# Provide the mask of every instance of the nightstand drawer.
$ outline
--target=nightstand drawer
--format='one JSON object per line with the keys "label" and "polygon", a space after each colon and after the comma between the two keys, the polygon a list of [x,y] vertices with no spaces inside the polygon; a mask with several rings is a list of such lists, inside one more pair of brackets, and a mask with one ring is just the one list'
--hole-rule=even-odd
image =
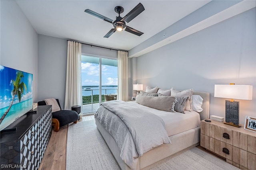
{"label": "nightstand drawer", "polygon": [[220,141],[233,145],[233,131],[230,129],[220,127]]}
{"label": "nightstand drawer", "polygon": [[212,121],[201,121],[200,145],[242,169],[256,169],[256,135]]}

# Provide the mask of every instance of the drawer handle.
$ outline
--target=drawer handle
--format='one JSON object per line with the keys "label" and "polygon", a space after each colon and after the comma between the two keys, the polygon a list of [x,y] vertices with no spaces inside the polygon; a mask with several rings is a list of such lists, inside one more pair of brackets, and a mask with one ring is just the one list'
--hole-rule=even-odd
{"label": "drawer handle", "polygon": [[223,133],[223,137],[229,139],[229,135],[227,133]]}
{"label": "drawer handle", "polygon": [[223,152],[225,154],[229,154],[229,150],[227,148],[223,148],[222,149],[222,152]]}

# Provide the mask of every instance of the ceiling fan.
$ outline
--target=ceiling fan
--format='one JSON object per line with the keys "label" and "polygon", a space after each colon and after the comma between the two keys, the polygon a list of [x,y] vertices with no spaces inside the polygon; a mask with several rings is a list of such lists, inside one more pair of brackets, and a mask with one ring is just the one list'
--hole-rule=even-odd
{"label": "ceiling fan", "polygon": [[145,10],[144,7],[142,4],[140,3],[137,6],[135,6],[134,8],[127,14],[126,16],[123,18],[122,18],[120,16],[120,14],[124,12],[124,8],[122,6],[116,6],[115,8],[115,11],[118,14],[118,16],[116,17],[116,20],[115,21],[113,21],[111,19],[109,19],[99,14],[88,9],[86,10],[84,12],[113,24],[113,26],[114,26],[115,28],[112,29],[104,36],[105,38],[108,38],[116,31],[122,31],[124,28],[125,28],[125,31],[136,35],[140,36],[142,35],[144,33],[143,33],[126,25],[126,22],[128,23],[142,12],[144,10]]}

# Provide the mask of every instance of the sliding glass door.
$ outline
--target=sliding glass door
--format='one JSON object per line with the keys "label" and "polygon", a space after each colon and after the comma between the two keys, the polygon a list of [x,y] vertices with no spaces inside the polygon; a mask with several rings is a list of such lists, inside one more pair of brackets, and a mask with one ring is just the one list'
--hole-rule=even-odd
{"label": "sliding glass door", "polygon": [[105,95],[117,95],[117,61],[82,55],[83,113],[95,112]]}

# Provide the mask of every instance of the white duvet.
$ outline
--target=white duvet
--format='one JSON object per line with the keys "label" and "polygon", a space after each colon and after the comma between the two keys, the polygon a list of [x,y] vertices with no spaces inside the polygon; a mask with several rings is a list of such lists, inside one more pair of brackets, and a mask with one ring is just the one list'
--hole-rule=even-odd
{"label": "white duvet", "polygon": [[162,118],[165,123],[168,136],[170,137],[200,126],[200,113],[185,111],[185,114],[163,111],[129,102],[138,107],[142,107]]}

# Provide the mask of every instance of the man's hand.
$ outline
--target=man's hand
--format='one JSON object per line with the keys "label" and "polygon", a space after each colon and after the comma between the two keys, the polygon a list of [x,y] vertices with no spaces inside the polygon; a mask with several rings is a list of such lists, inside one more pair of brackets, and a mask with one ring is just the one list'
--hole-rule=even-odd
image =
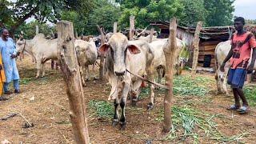
{"label": "man's hand", "polygon": [[11,55],[10,55],[10,58],[16,58],[16,55],[15,55],[15,54],[11,54]]}
{"label": "man's hand", "polygon": [[221,66],[221,71],[222,71],[222,72],[224,72],[224,71],[225,71],[225,70],[224,70],[225,65],[226,65],[226,63],[223,62],[223,63],[222,64],[222,66]]}
{"label": "man's hand", "polygon": [[251,74],[254,70],[254,66],[250,65],[247,68],[247,74]]}

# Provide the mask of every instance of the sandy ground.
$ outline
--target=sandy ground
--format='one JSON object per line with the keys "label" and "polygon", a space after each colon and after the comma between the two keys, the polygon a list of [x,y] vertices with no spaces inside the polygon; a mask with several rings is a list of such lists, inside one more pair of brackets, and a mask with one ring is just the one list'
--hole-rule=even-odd
{"label": "sandy ground", "polygon": [[[69,103],[61,74],[58,70],[50,70],[48,62],[46,76],[35,79],[34,64],[30,57],[18,61],[22,78],[19,94],[6,95],[8,101],[0,102],[0,118],[11,113],[18,114],[6,121],[0,120],[0,141],[7,139],[13,143],[74,143],[72,126],[69,120]],[[186,74],[186,73],[185,73]],[[204,76],[214,79],[214,74]],[[107,100],[110,89],[105,82],[93,81],[86,82],[84,95],[86,104],[92,99]],[[231,97],[215,94],[215,86],[209,87],[210,92],[205,98],[198,97],[175,98],[175,105],[181,106],[185,101],[190,101],[190,106],[209,114],[221,114],[214,118],[218,130],[227,136],[248,133],[241,139],[246,143],[256,141],[255,107],[251,107],[249,114],[239,115],[226,110],[233,102]],[[155,107],[146,110],[149,98],[142,99],[136,107],[131,107],[130,102],[126,109],[126,130],[121,131],[118,126],[111,126],[111,121],[98,119],[90,114],[89,108],[88,124],[91,143],[145,143],[153,140],[153,143],[170,143],[161,141],[162,124],[155,120],[159,110],[162,109],[163,95],[156,97]],[[34,126],[22,128],[26,120]],[[200,143],[221,143],[200,135]],[[193,139],[175,139],[173,143],[193,143]]]}

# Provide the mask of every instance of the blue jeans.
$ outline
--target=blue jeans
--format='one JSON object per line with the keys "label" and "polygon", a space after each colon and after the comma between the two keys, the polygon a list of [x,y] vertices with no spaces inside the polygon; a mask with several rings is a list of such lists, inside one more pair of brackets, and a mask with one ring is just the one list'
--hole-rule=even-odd
{"label": "blue jeans", "polygon": [[230,69],[227,76],[227,83],[232,88],[242,88],[246,78],[246,69]]}
{"label": "blue jeans", "polygon": [[[4,82],[3,84],[3,90],[5,92],[9,91],[8,90],[8,86],[10,82]],[[14,80],[14,90],[19,90],[19,82],[18,82],[18,79]]]}

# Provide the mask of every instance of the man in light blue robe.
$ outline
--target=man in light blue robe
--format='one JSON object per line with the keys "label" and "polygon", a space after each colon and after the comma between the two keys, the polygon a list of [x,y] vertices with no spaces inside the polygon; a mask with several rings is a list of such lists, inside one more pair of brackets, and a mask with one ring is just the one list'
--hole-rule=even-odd
{"label": "man in light blue robe", "polygon": [[15,43],[11,38],[9,38],[9,31],[7,29],[2,29],[0,38],[0,52],[2,54],[2,65],[6,74],[6,82],[4,82],[3,89],[5,94],[10,94],[8,90],[9,84],[14,81],[14,93],[19,91],[19,75],[16,66],[15,58],[17,57],[17,50]]}

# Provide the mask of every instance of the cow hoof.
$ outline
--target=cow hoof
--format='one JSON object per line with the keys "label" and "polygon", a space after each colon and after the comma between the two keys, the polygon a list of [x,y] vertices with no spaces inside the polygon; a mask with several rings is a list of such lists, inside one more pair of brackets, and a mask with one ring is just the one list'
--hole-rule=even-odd
{"label": "cow hoof", "polygon": [[132,99],[131,100],[131,106],[137,106],[137,102],[138,102],[137,99]]}
{"label": "cow hoof", "polygon": [[118,124],[118,120],[117,119],[117,120],[113,120],[113,122],[112,122],[112,126],[116,126]]}
{"label": "cow hoof", "polygon": [[120,126],[121,126],[120,130],[125,130],[126,128],[126,122],[120,122]]}
{"label": "cow hoof", "polygon": [[146,107],[147,107],[147,110],[151,110],[153,109],[154,106],[153,106],[152,102],[150,102],[150,103],[147,105]]}

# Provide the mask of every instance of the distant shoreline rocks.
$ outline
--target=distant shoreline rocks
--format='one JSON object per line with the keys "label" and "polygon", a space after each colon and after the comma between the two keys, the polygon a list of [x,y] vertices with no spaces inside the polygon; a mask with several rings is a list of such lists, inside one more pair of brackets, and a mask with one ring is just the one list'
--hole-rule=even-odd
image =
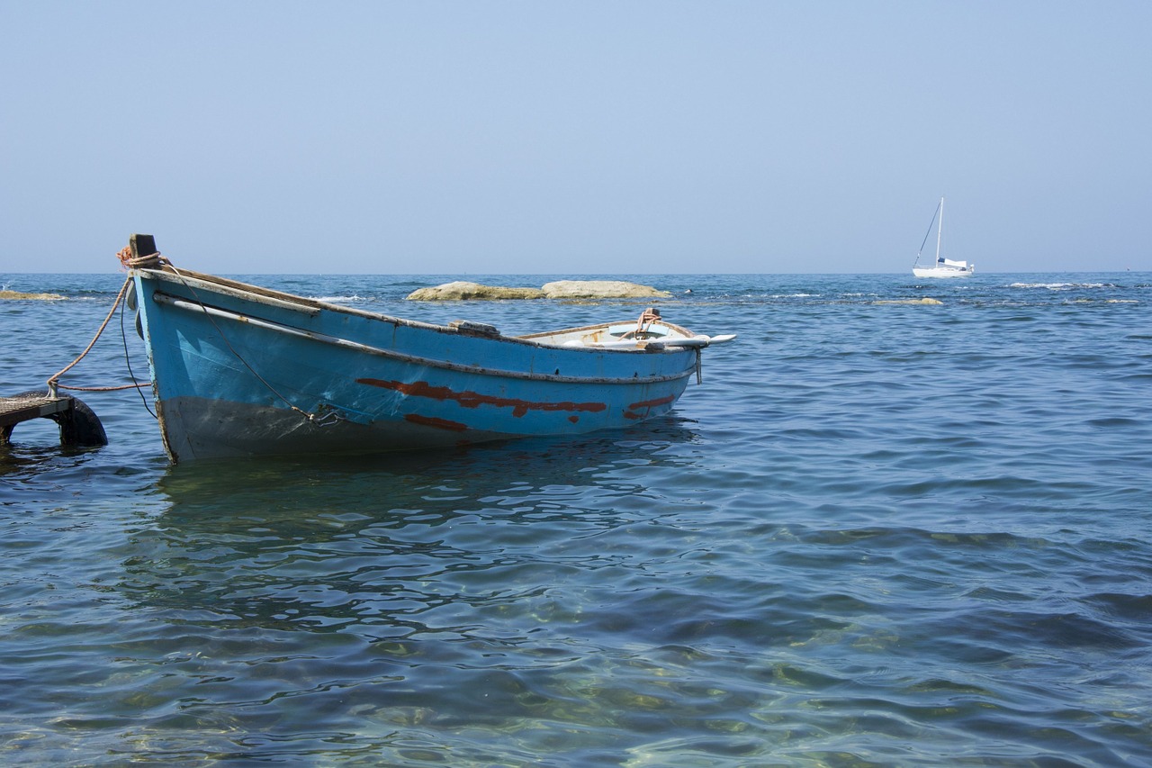
{"label": "distant shoreline rocks", "polygon": [[456,280],[417,288],[407,301],[500,301],[507,299],[668,299],[672,294],[626,280],[556,280],[539,288],[480,285]]}
{"label": "distant shoreline rocks", "polygon": [[0,300],[8,299],[13,301],[25,300],[25,301],[63,301],[65,296],[59,293],[21,293],[20,291],[0,291]]}

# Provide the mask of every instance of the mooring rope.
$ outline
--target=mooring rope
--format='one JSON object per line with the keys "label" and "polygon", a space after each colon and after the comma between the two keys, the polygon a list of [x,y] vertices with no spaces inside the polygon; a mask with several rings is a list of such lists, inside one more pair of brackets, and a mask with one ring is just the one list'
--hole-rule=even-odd
{"label": "mooring rope", "polygon": [[119,307],[120,302],[123,301],[124,293],[128,291],[128,286],[129,285],[131,285],[131,278],[128,278],[127,280],[124,280],[124,284],[122,286],[120,286],[120,293],[116,294],[116,300],[112,303],[112,309],[108,310],[108,316],[104,318],[103,323],[100,323],[100,327],[97,330],[96,336],[92,337],[92,340],[89,342],[88,347],[85,347],[84,352],[79,353],[79,355],[76,357],[76,360],[73,360],[70,363],[68,363],[67,366],[65,366],[61,370],[56,371],[54,375],[52,375],[51,377],[48,377],[48,381],[47,381],[47,384],[48,384],[48,397],[53,397],[53,398],[56,397],[56,390],[58,389],[61,389],[61,390],[73,390],[73,391],[76,391],[76,392],[114,392],[116,390],[131,390],[131,389],[137,389],[139,386],[143,386],[142,384],[123,384],[123,385],[120,385],[120,386],[68,386],[66,384],[61,384],[60,383],[60,377],[63,376],[65,374],[67,374],[69,370],[71,370],[76,366],[76,363],[78,363],[81,360],[83,360],[85,357],[85,355],[88,355],[88,353],[92,351],[92,347],[96,346],[96,342],[99,340],[100,336],[104,333],[104,329],[106,329],[108,326],[108,321],[111,321],[112,316],[116,313],[116,307]]}
{"label": "mooring rope", "polygon": [[286,406],[288,406],[290,409],[293,409],[296,413],[298,413],[300,415],[304,416],[304,419],[306,419],[308,421],[310,421],[312,423],[316,423],[316,424],[321,424],[321,426],[326,424],[326,423],[331,423],[331,420],[321,420],[320,417],[317,416],[317,414],[310,413],[308,411],[304,411],[303,408],[300,408],[300,407],[297,407],[295,405],[293,405],[293,402],[288,398],[286,398],[285,396],[280,394],[280,392],[276,390],[276,387],[272,386],[272,384],[270,384],[267,379],[265,379],[263,376],[260,376],[256,371],[256,369],[252,368],[248,363],[248,361],[244,360],[244,357],[238,352],[236,352],[236,348],[232,346],[232,341],[228,340],[228,337],[225,336],[225,332],[217,324],[215,319],[213,319],[212,314],[209,313],[207,307],[204,304],[203,301],[200,301],[199,295],[196,293],[196,288],[194,288],[191,285],[188,284],[188,278],[185,278],[183,274],[181,274],[180,270],[176,269],[175,264],[173,264],[170,261],[168,261],[167,258],[165,258],[160,254],[152,254],[151,256],[141,256],[138,258],[132,258],[132,256],[131,256],[131,249],[128,248],[128,247],[123,248],[118,254],[118,257],[120,258],[120,262],[124,266],[127,266],[127,268],[141,268],[141,266],[145,266],[145,268],[151,269],[151,268],[154,268],[157,265],[162,265],[162,266],[166,266],[169,270],[172,270],[172,273],[180,278],[180,280],[183,284],[183,286],[185,288],[188,288],[189,293],[192,294],[192,299],[196,301],[196,303],[198,303],[200,306],[200,309],[204,310],[204,316],[209,318],[210,323],[212,323],[212,327],[215,329],[215,332],[220,336],[220,339],[223,341],[225,346],[228,347],[228,351],[236,357],[236,360],[238,360],[241,362],[242,366],[244,366],[244,368],[247,368],[249,370],[250,374],[252,374],[252,376],[256,377],[256,379],[258,382],[260,382],[260,384],[263,384],[265,387],[267,387],[268,392],[272,392],[272,394],[274,394],[278,398],[280,398],[281,402],[283,402]]}

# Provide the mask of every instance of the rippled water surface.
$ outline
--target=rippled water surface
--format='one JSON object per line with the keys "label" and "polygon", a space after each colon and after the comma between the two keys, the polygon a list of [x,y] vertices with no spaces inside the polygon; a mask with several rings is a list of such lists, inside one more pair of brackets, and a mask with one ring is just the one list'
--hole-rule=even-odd
{"label": "rippled water surface", "polygon": [[[620,277],[738,333],[627,431],[173,467],[131,391],[81,394],[103,449],[18,426],[0,761],[1152,765],[1152,274]],[[250,279],[509,333],[643,309]],[[0,394],[121,280],[0,274],[66,296],[0,301]],[[65,382],[146,369],[114,315]]]}

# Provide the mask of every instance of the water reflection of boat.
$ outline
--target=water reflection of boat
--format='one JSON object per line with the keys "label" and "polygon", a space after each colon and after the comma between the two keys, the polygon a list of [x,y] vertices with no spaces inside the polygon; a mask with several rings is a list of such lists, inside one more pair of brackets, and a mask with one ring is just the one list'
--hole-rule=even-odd
{"label": "water reflection of boat", "polygon": [[532,573],[553,560],[563,567],[574,539],[666,513],[661,488],[692,475],[696,454],[679,446],[695,431],[666,416],[627,436],[526,438],[387,464],[362,455],[172,465],[120,589],[225,628],[452,637],[437,610],[470,610],[485,589],[518,588],[509,571],[521,564]]}
{"label": "water reflection of boat", "polygon": [[579,435],[666,414],[707,337],[639,321],[508,337],[404,321],[124,254],[173,461]]}

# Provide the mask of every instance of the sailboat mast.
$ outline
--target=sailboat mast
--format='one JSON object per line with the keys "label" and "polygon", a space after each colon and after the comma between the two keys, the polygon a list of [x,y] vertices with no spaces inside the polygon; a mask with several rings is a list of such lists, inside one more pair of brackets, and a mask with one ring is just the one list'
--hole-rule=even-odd
{"label": "sailboat mast", "polygon": [[943,232],[943,197],[940,198],[940,224],[937,226],[937,265],[940,264],[940,233]]}

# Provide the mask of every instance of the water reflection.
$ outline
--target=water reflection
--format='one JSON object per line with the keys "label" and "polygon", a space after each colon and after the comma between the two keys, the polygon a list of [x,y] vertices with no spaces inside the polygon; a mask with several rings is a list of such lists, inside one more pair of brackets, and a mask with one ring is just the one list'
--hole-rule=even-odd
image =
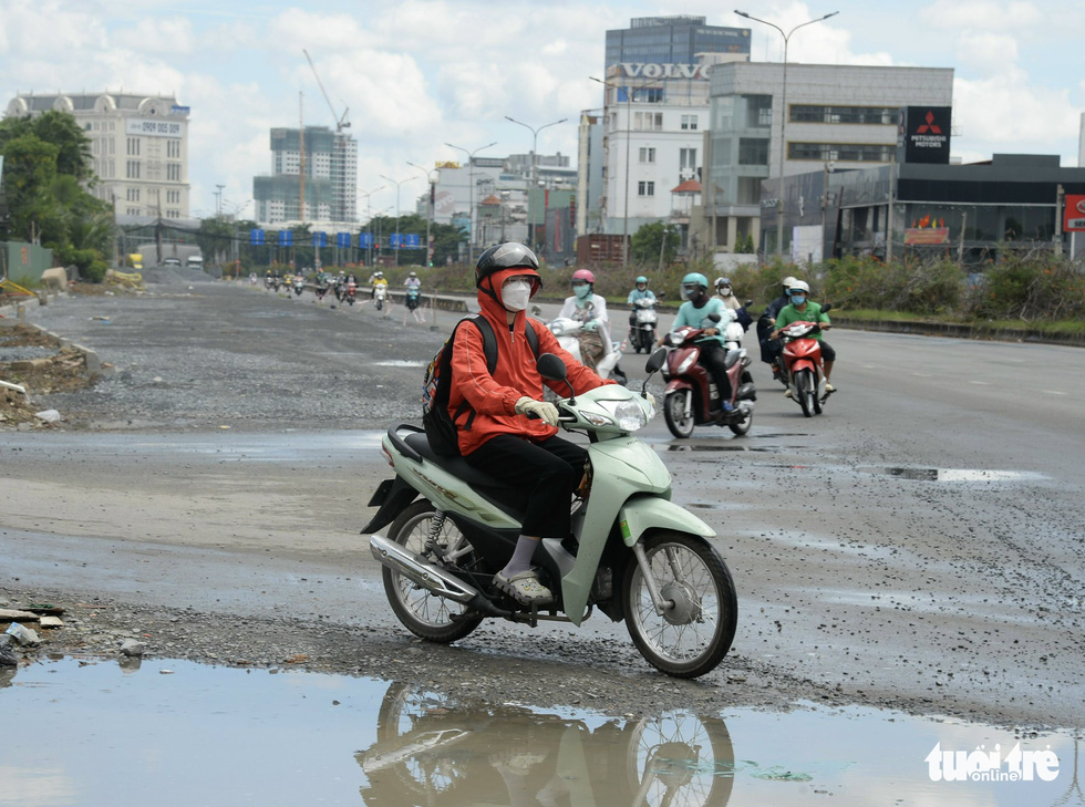
{"label": "water reflection", "polygon": [[515,704],[468,704],[410,684],[384,694],[378,739],[355,754],[370,807],[723,807],[734,748],[719,717],[587,722]]}

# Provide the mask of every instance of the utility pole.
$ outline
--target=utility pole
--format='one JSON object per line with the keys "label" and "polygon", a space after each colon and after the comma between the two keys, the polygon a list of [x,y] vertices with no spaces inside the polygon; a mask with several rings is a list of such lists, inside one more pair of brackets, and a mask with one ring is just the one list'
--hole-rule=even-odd
{"label": "utility pole", "polygon": [[298,220],[306,223],[306,114],[302,108],[304,93],[298,93]]}
{"label": "utility pole", "polygon": [[[806,25],[813,25],[815,22],[822,22],[829,19],[830,17],[836,17],[839,11],[834,11],[831,13],[825,14],[824,17],[818,17],[816,20],[807,20],[798,25],[795,25],[790,31],[784,33],[784,29],[774,22],[768,20],[762,20],[753,14],[747,14],[745,11],[740,11],[735,9],[735,13],[738,17],[745,17],[747,20],[753,20],[754,22],[762,22],[766,25],[771,25],[779,31],[779,35],[784,38],[784,80],[781,82],[779,89],[779,169],[777,172],[777,182],[779,188],[776,192],[776,251],[779,257],[784,257],[784,148],[785,138],[784,132],[787,126],[787,43],[790,41],[792,34],[798,29],[805,28]],[[775,102],[773,102],[775,104]]]}
{"label": "utility pole", "polygon": [[[434,174],[434,172],[437,172],[437,169],[434,168],[433,170],[427,170],[426,168],[423,168],[421,165],[415,165],[410,159],[407,161],[407,165],[410,165],[412,168],[417,168],[418,170],[421,170],[426,176],[426,259],[425,259],[425,266],[428,269],[430,268],[430,260],[433,258],[433,255],[432,255],[432,246],[430,244],[430,229],[433,226],[433,186],[436,185],[436,183],[433,180],[433,174]],[[440,175],[440,172],[437,172],[437,173]]]}
{"label": "utility pole", "polygon": [[516,118],[509,117],[508,115],[505,115],[505,120],[512,121],[513,123],[523,126],[524,128],[526,128],[528,132],[531,133],[531,189],[528,190],[527,194],[527,229],[528,229],[527,239],[530,244],[531,249],[534,250],[536,244],[535,244],[535,213],[534,213],[533,199],[535,198],[535,192],[538,190],[539,187],[539,175],[538,175],[539,132],[545,130],[547,126],[557,126],[559,123],[565,123],[569,118],[562,117],[560,121],[555,121],[554,123],[545,123],[538,127],[528,126],[523,121],[517,121]]}
{"label": "utility pole", "polygon": [[475,155],[484,148],[489,148],[490,146],[496,146],[497,141],[488,143],[485,146],[479,146],[474,152],[468,152],[463,146],[454,146],[451,143],[445,143],[450,148],[455,148],[456,151],[463,152],[467,155],[467,177],[468,177],[468,188],[467,193],[469,195],[471,205],[467,210],[467,227],[471,230],[471,237],[467,239],[467,262],[475,262]]}

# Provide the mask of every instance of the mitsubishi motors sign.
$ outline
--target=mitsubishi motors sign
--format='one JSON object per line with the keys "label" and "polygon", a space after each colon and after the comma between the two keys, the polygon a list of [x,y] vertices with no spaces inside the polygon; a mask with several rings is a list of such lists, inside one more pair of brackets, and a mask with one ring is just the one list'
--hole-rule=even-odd
{"label": "mitsubishi motors sign", "polygon": [[1085,230],[1085,195],[1066,194],[1066,208],[1063,230],[1081,232]]}
{"label": "mitsubishi motors sign", "polygon": [[901,163],[949,164],[951,106],[906,106],[897,126],[897,159]]}

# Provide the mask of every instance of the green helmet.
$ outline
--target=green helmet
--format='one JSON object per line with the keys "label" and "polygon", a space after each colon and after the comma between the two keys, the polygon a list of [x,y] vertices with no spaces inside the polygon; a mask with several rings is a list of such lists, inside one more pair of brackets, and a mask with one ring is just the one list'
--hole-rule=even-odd
{"label": "green helmet", "polygon": [[[698,287],[701,287],[700,290]],[[701,272],[690,272],[682,278],[682,297],[692,300],[698,294],[704,293],[709,288],[709,279]]]}

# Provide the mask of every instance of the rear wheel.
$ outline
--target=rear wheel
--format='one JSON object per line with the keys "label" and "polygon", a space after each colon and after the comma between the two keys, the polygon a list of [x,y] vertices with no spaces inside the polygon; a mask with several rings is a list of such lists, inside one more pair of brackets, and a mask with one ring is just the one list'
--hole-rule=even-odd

· · · · ·

(YOUR TASK)
Arrange the records from their first line through the line containing "--target=nightstand drawer", inclusive, as a Markdown table with the columns Row and Line. Number each row and omit any blank lines.

(WRITTEN ANSWER)
| Row | Line |
|---|---|
| 1 | # Provide the mask of every instance of the nightstand drawer. |
| 2 | $ outline |
| 3 | --target=nightstand drawer |